PROBLEM TO SOLVE = Omit the pictures, then write out every entry exactly as it reads.

Saved entries:
★ ★ ★

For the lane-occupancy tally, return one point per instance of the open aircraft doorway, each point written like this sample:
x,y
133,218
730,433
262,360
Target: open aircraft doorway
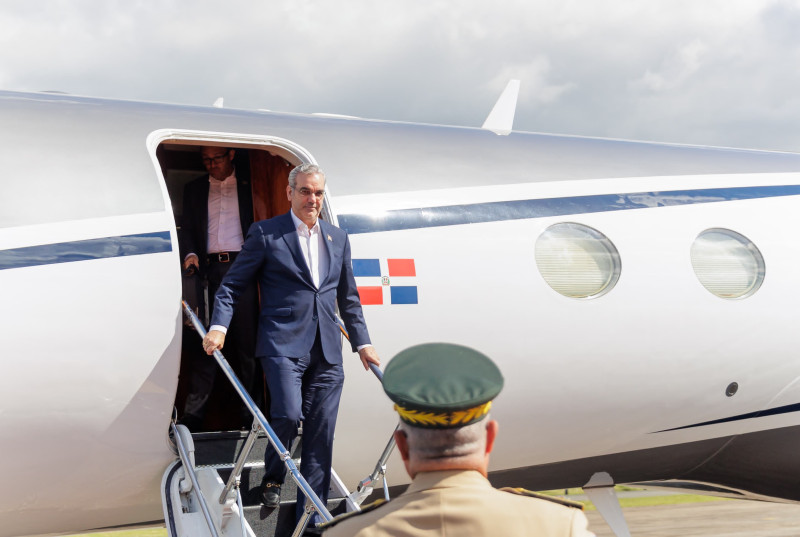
x,y
262,170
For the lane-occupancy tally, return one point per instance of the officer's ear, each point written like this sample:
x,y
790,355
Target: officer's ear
x,y
491,434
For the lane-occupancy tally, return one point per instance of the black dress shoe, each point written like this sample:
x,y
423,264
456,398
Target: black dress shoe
x,y
271,497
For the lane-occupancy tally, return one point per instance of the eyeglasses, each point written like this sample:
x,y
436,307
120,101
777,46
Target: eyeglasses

★ ★ ★

YOUR RESPONSE =
For the lane-occupancy tally, return one point per instance of the open aircraft doorway, each point written like this sample:
x,y
133,218
730,433
262,360
Target: open aircraft doorway
x,y
262,170
For the lane-occupancy tally, return one point per instance of the officer's ear, each point written like this sample:
x,y
790,355
Target: officer's ear
x,y
491,434
For the lane-occupancy tally, return one point per instance of the black dress shoe, each point written like this sample:
x,y
423,264
456,398
Target: black dress shoe
x,y
271,497
For the lane-occupancy tally, return one point per instance of the eyeglasses, each point written like this sample:
x,y
436,307
120,101
777,46
Target: eyeglasses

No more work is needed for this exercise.